**Task item**.
A faithful copy of the entire listing is what is needed.

**Stored data**.
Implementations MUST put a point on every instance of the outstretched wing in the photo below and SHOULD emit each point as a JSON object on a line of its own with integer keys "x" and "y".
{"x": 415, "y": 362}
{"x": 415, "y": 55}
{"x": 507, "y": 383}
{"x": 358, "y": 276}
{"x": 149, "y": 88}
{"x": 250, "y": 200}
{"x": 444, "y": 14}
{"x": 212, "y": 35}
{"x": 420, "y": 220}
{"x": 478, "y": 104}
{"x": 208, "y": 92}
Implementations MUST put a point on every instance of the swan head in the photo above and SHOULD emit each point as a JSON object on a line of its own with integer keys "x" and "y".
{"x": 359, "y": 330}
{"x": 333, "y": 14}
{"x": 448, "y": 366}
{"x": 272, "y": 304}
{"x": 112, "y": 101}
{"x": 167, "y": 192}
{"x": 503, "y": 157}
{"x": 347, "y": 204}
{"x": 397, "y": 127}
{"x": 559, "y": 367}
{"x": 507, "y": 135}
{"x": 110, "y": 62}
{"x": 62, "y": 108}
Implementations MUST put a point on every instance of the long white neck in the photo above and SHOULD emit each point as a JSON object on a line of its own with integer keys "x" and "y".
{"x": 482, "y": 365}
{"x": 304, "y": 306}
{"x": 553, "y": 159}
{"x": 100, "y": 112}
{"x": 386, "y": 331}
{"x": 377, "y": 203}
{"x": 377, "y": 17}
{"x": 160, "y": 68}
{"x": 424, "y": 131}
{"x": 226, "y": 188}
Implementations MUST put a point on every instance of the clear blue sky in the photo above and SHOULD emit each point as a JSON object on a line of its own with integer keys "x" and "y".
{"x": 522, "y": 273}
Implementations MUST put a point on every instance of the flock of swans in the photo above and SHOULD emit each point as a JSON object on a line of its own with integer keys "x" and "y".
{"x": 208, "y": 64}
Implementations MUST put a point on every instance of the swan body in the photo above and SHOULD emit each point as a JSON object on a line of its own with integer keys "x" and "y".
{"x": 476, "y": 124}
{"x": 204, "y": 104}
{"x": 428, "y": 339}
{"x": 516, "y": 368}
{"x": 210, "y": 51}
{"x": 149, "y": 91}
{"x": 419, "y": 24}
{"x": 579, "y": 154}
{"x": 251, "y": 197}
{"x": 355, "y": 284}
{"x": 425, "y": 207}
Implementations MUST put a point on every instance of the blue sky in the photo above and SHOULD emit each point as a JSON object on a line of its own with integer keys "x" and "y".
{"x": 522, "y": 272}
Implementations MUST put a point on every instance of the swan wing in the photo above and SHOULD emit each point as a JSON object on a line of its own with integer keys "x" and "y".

**Expected answer**.
Implementations MUST put a point on every instance of the outstretched wing in the photo below and SHOULD emit each point as a JSON object on a line of its own with integer keys "x" and "y".
{"x": 415, "y": 362}
{"x": 415, "y": 55}
{"x": 507, "y": 383}
{"x": 358, "y": 276}
{"x": 149, "y": 88}
{"x": 250, "y": 200}
{"x": 444, "y": 14}
{"x": 212, "y": 35}
{"x": 420, "y": 220}
{"x": 478, "y": 104}
{"x": 208, "y": 92}
Implementations MUST put a point on every instance of the swan head in the photo above and SHOULD emit each point as a JSON object on a line of its own with integer keys "x" and "y".
{"x": 359, "y": 330}
{"x": 333, "y": 14}
{"x": 448, "y": 366}
{"x": 272, "y": 304}
{"x": 112, "y": 101}
{"x": 167, "y": 192}
{"x": 503, "y": 157}
{"x": 347, "y": 204}
{"x": 397, "y": 127}
{"x": 559, "y": 367}
{"x": 507, "y": 135}
{"x": 110, "y": 62}
{"x": 62, "y": 108}
Implementations MUST put a point on every instance of the long white neck in the photo above and SHOULD emit each point as a JSON object on a line of its own with integer keys "x" and "y".
{"x": 482, "y": 365}
{"x": 304, "y": 306}
{"x": 553, "y": 159}
{"x": 100, "y": 112}
{"x": 386, "y": 331}
{"x": 377, "y": 203}
{"x": 377, "y": 17}
{"x": 160, "y": 68}
{"x": 424, "y": 131}
{"x": 226, "y": 188}
Implementations MUST put a point on every instance of the clear blue sky in the photo above and SHOULD emit each point as a JSON object on a line of its own with integer keys "x" and "y".
{"x": 522, "y": 273}
Implementations MUST put a point on every instance of the flock of swans in the photo above and SHOULD emit each point as a JSON object on a line of its own with integer keys "x" and "y".
{"x": 208, "y": 64}
Implementations MUST put a point on every instance of the swan body in the photo above and SHOULD emit each point as a JSON object on a line of its own with integer keys "x" and "y".
{"x": 476, "y": 124}
{"x": 204, "y": 104}
{"x": 428, "y": 339}
{"x": 516, "y": 368}
{"x": 210, "y": 51}
{"x": 149, "y": 91}
{"x": 419, "y": 24}
{"x": 579, "y": 154}
{"x": 251, "y": 197}
{"x": 355, "y": 284}
{"x": 425, "y": 207}
Implementations MUST put a point on every instance of the blue sky in the photo above and SHOULD emit each point as a JSON object on a line of its own with integer keys "x" and "y".
{"x": 522, "y": 272}
Implementations MUST put a point on every instance of the swan wing in the photo above and SHOULD emit each point as a JSON object on a line of its own with integer keys "x" and "y".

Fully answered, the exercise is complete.